▶ **TEXTO**:

Negligência, imprudência e imperícia. São esses os termos que uma paciente atendida no Hospital dos Estivadores de Santos, terceirizado para uma organização social, usa para contar o martírio pelo qual passou nos dias que antecederam o parto de sua filha.
Mai um caso noticiado que mostra o que denunciamos há anos aqui na página: gestão da saúde por OSs é sinônimo de ineficiência, irregularidades e falta de transparência no uso dos recursos públicos.
Abaixo transcrevemos na íntegra a matéria publicada pelo Jornal A Tribuna, no último domingo, dia 3.
Mãe quer processar hospital de Santos após médico dizer que filha estava morta; VÍDEO
Conforme a mulher, profissional se negou a fazer o exame, emitiu o laudo sem examiná-la e queria que ela tirasse o bebê
Dizem que coração de mãe nunca se engana. Para Maria Jaine Viana Salviano, de 30 anos, essa frase se cumpriu ainda no ventre materno, quando com apenas 9 semanas de gestação, ouviu de um médico do Complexo Hospitalar dos Estivadores, em Santos, que seu bebê estava morto e precisava retirá-lo.
Entretanto, sem crer no que estava ouvindo, decidiu ouvir uma segunda opinião, que não só lhe retomou a esperança, como confirmou o que seu coração sentia: a filha estava viva. (Veja no vídeo mais abaixo)
O caso aconteceu em 12 de agosto de 2022, quando Maria ainda estava no início da gestação e iniciando o acompanhamento. Agora com a filha Maria Clara de 8 meses nos braços, ela decidiu entrar com um processo contra o hospital e contra o médico, responsáveis por lhe darem o diagnóstico errado.
Ela conta que, na época, procurou o hospital para fazer um ultrassom por orientação da médica da Policlínica do Morro do São Bento, onde mora. Isso porque, nos primeiros exames, realizados no dia 28 de julho de 2022, o feto não apresentava batimento cardíacos, mas a profissional lhe disse que isso era normal no início da gestação, porém o exame deveria ser feito para tira quaisquer dúvidas.

▶ **REGISTROS**:
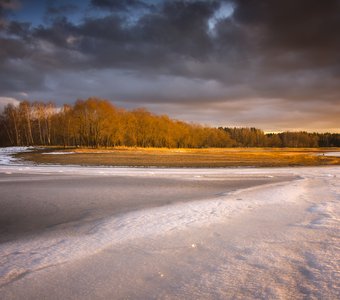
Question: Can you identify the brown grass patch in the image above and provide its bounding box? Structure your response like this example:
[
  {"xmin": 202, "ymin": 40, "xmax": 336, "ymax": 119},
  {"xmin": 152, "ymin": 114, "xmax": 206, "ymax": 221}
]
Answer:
[{"xmin": 18, "ymin": 147, "xmax": 340, "ymax": 168}]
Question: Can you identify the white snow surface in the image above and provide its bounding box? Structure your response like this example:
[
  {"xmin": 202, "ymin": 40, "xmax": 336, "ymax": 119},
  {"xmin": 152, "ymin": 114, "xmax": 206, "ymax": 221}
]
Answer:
[{"xmin": 0, "ymin": 147, "xmax": 33, "ymax": 165}]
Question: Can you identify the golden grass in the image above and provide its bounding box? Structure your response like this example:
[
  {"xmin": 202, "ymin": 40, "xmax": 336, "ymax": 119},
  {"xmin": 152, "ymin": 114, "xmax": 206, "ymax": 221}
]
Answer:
[{"xmin": 18, "ymin": 147, "xmax": 340, "ymax": 168}]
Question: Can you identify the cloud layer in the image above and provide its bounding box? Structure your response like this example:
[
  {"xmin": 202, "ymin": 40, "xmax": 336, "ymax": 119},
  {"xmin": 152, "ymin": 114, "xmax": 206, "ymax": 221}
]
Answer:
[{"xmin": 0, "ymin": 0, "xmax": 340, "ymax": 131}]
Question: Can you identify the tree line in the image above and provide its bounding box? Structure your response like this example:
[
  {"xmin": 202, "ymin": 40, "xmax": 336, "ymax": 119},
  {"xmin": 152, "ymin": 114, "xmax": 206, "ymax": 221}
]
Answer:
[{"xmin": 0, "ymin": 98, "xmax": 340, "ymax": 148}]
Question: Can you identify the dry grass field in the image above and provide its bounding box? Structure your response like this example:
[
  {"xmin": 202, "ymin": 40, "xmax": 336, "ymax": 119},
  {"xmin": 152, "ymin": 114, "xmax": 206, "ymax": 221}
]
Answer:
[{"xmin": 18, "ymin": 147, "xmax": 340, "ymax": 168}]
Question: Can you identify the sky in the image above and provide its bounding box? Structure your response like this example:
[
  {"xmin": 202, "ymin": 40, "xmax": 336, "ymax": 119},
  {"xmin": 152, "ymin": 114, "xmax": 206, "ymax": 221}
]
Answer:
[{"xmin": 0, "ymin": 0, "xmax": 340, "ymax": 132}]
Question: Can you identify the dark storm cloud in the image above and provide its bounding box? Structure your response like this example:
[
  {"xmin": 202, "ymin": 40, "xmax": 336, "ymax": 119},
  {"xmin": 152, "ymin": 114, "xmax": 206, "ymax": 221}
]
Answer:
[
  {"xmin": 0, "ymin": 0, "xmax": 340, "ymax": 131},
  {"xmin": 91, "ymin": 0, "xmax": 153, "ymax": 11}
]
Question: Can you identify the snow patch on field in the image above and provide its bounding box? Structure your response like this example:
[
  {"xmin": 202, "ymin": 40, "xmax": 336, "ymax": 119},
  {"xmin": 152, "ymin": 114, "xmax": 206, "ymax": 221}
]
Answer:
[
  {"xmin": 41, "ymin": 151, "xmax": 76, "ymax": 155},
  {"xmin": 0, "ymin": 180, "xmax": 305, "ymax": 285}
]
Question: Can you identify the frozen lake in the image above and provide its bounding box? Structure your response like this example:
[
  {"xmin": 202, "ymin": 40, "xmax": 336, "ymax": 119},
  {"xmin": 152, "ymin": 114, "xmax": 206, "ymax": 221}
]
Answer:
[{"xmin": 0, "ymin": 149, "xmax": 340, "ymax": 299}]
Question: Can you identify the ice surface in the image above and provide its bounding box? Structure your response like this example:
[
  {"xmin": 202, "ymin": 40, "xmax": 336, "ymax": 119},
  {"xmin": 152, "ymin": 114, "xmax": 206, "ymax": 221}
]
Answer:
[{"xmin": 0, "ymin": 148, "xmax": 340, "ymax": 299}]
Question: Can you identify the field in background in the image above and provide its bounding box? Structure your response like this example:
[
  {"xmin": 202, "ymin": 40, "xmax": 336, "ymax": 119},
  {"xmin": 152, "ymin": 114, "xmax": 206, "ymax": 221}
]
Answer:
[{"xmin": 17, "ymin": 147, "xmax": 340, "ymax": 168}]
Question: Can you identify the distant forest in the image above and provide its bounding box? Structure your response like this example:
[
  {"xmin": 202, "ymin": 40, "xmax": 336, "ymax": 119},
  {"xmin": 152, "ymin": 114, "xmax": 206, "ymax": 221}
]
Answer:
[{"xmin": 0, "ymin": 98, "xmax": 340, "ymax": 148}]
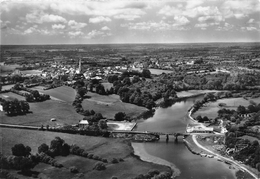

▶ **TRABALHO PEDIDO**:
a: Reescreva o trecho do texto sobre o hospital de Santos que começa em "Negligência, imprudência e" e termina em "dos recursos públicos.", trocando "paciente" por "gestante".
b: Responda, com base no texto sobre o hospital de Santos:
(i) Em que data o caso aconteceu?
(ii) Com quantas semanas de gestação Maria Jaine ouviu que o bebê estava morto?
(iii) Em que morro fica a policlínica onde ela foi atendida?

▶ **RESPOSTAS**:
a:
Negligência, imprudência e imperícia. São esses os termos que uma gestante atendida no Hospital dos Estivadores de Santos, terceirizado para uma organização social, usa para contar o martírio pelo qual passou nos dias que antecederam o parto de sua filha.
Mai um caso noticiado que mostra o que denunciamos há anos aqui na página: gestão da saúde por OSs é sinônimo de ineficiência, irregularidades e falta de transparência no uso dos recursos públicos.

b:
(i) Em 12 de agosto de 2022.
(ii) Com 9 semanas.
(iii) No Morro do São Bento.